* [EXTRACTED DATA]:
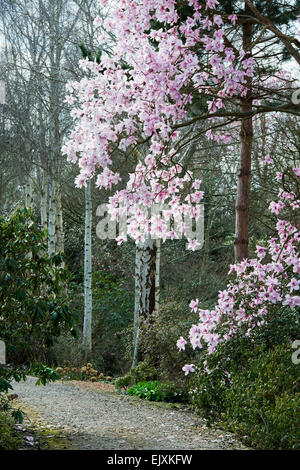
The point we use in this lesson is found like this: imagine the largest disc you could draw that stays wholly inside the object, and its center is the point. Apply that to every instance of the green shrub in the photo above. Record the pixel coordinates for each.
(34, 308)
(158, 337)
(141, 373)
(255, 392)
(157, 391)
(264, 401)
(9, 439)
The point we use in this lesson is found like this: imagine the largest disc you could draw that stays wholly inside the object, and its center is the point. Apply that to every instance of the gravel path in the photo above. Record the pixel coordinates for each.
(111, 421)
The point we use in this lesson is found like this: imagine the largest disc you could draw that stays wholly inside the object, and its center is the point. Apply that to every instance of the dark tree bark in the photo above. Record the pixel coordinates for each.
(244, 176)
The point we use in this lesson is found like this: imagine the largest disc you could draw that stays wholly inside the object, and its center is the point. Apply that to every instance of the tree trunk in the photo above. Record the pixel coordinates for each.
(52, 216)
(59, 225)
(157, 275)
(147, 261)
(44, 201)
(29, 192)
(243, 190)
(87, 323)
(137, 302)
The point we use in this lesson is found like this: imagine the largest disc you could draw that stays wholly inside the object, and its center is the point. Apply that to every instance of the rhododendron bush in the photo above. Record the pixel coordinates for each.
(141, 91)
(262, 289)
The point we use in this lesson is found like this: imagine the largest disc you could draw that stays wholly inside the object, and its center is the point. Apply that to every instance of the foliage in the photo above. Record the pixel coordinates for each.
(33, 304)
(86, 372)
(144, 371)
(9, 439)
(157, 391)
(263, 402)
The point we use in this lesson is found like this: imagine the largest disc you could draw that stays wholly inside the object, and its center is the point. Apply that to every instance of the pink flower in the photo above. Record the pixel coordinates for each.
(268, 160)
(194, 305)
(181, 343)
(188, 368)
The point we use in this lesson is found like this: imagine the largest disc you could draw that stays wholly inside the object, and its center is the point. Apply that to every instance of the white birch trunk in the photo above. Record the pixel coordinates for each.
(87, 323)
(29, 193)
(137, 310)
(59, 225)
(52, 216)
(44, 201)
(146, 294)
(157, 274)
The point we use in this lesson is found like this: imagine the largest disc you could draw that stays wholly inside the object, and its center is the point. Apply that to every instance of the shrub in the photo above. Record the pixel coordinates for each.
(157, 391)
(34, 308)
(158, 341)
(263, 402)
(143, 372)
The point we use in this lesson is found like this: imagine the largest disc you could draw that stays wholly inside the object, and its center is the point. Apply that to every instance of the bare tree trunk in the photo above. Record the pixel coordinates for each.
(146, 289)
(44, 201)
(243, 190)
(59, 225)
(52, 216)
(157, 275)
(29, 192)
(87, 323)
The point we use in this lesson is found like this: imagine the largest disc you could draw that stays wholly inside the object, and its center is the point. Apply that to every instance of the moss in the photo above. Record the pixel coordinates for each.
(46, 438)
(9, 438)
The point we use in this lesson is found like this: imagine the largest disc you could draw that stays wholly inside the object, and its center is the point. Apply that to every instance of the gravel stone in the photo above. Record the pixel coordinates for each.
(102, 420)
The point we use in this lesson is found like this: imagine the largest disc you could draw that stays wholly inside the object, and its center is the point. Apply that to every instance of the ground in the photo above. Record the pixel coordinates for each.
(83, 416)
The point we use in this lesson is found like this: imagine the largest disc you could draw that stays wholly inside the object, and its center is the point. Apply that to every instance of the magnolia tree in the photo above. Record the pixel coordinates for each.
(140, 93)
(260, 284)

* [INSTRUCTIONS FOR THE TASK]:
Give the data back exactly, omitting all pictures.

* [TASK RESPONSE]:
The point we use in this lesson is found like this: imagine the largest disc you could draw that stays wholly inside the object, and its center is the point. Apply that to every instance of the green shrub in the photo above. Record the pixel coordinates for each.
(34, 308)
(158, 337)
(141, 373)
(255, 392)
(157, 391)
(264, 401)
(9, 439)
The point we use in this lesson is found like this: imagine the largest disc you could draw that stays wholly inside the object, and its center is the point. Apply that to every instance of the gravel path in the photo above. Record the pixel coordinates for each.
(111, 421)
The point we use in this lesson is found like this: imagine the largest disc you could draw that stays wholly inside the object, and its center is the point. Apply that to every instance of the dark tree bark in the photo above. Record the pixel coordinates for each.
(244, 176)
The point we use in this lesson is found like this: imagine the largest disc you could draw that stays wholly inside the object, and its center is the point. Apply that to every instance of the tree trunk in the photo above. Record the pixel coordinates for each.
(52, 216)
(59, 225)
(157, 275)
(147, 261)
(44, 201)
(29, 192)
(243, 190)
(87, 323)
(137, 302)
The point we use in this lesson is found like this: imagine the largest disc you could draw that stays wholly inside the object, and its center is the point. Apply that to every instance of the rhododendron bush in the photo above. Record the pixel coordinates for each.
(141, 91)
(262, 289)
The point we use in this lesson is found like this: imagine the largest disc you could draw that stays wholly inside the object, and its center is the point. Apply that to every instance of the foliage in the photo above. Record the pixel coordinates for each.
(33, 304)
(86, 372)
(144, 371)
(9, 439)
(157, 391)
(263, 402)
The point we use in this lesson is found like this: imagine the largest disc you could draw that stays wholly inside the object, and its center is the point. Apply that to every instance of the pink flower in the photo above. Record the pixel coordinates for each.
(268, 160)
(194, 305)
(181, 343)
(188, 368)
The point we use in this lesson is found like this: imagine the largest disc you could draw that stays wholly inside the object, and its center is the point. Apply that to every instance of the white birch trunk in the photo above. Record the pixel coordinates for each.
(87, 323)
(29, 193)
(137, 310)
(59, 225)
(52, 216)
(44, 201)
(146, 294)
(157, 274)
The point we use in this lesson is found like this: imagine the largest disc you could draw that stays wholly inside the object, and its center is the point. Apply that to every instance of the shrub in the photo above. Record the pixel coordinates for each.
(157, 391)
(34, 308)
(158, 341)
(263, 402)
(143, 372)
The point we use in this lesson is found like this: imagine the largest disc you could draw that stays wholly inside the object, and its center is the point. Apply that to every instance of the bare tree trunk in the photo above. Record the pixel coordinates for each.
(146, 289)
(44, 201)
(243, 190)
(59, 225)
(52, 216)
(157, 275)
(29, 192)
(87, 323)
The point we use in this lesson is found like this: imagine the largest disc you could draw that stays wholly inside the object, and its center is the point. Apply that to every instance of the moss in the photo above. Record the pixel coordinates for each.
(46, 438)
(9, 438)
The point we use in this lesson is found like this: imagine the largest disc you could draw that stays wholly inside the object, and its center is the point. Apply that to every instance of the gravel stone in the photo above. Record the pixel coordinates for each.
(102, 420)
The point we use in this lesson is found like this: imagine the largest disc you could draw that stays wholly inside the object, and its center is the point. Apply that to every instance of the ground in the photo above. Record the pixel coordinates for each.
(83, 416)
The point we use in this lesson is found like this: imagine the largest disc you could draw that stays wholly inside the object, and its center is the point. Apply that to every instance of the magnolia tree in the photo above. Record the pixel coordinates for each.
(140, 93)
(260, 284)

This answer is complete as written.